## [Task description]
Reproduce every line of the items below, requests included, but add 147 to each x and y coordinate in the answers. Omit the pictures.

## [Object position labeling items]
╔══

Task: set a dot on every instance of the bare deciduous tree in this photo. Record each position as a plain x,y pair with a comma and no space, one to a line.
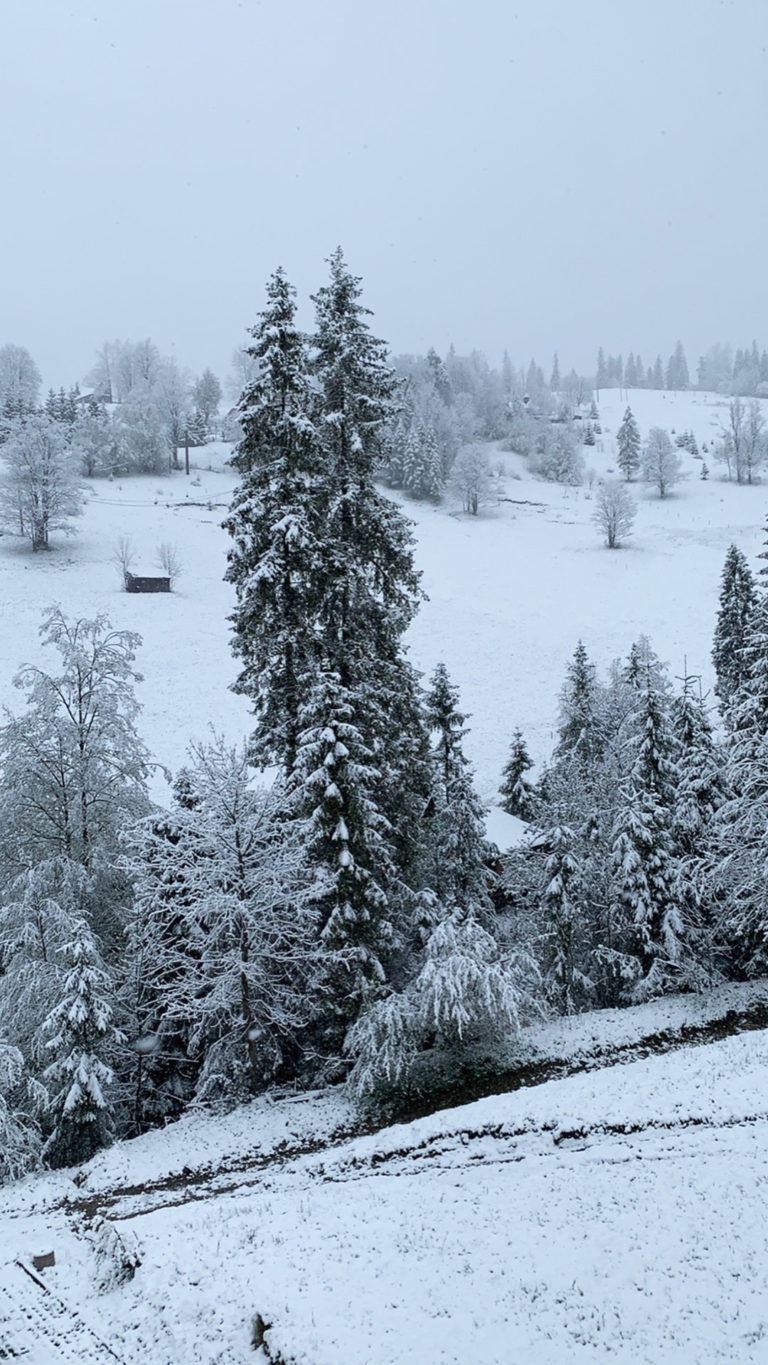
469,478
662,464
124,557
169,561
614,512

╚══

## [Exercise result]
Task: set a dot on every instance of the bare deciduous tree in this photo. Record each position as a plain x,y pair with a comma and no space, one to a line.
616,625
809,611
271,704
316,708
761,659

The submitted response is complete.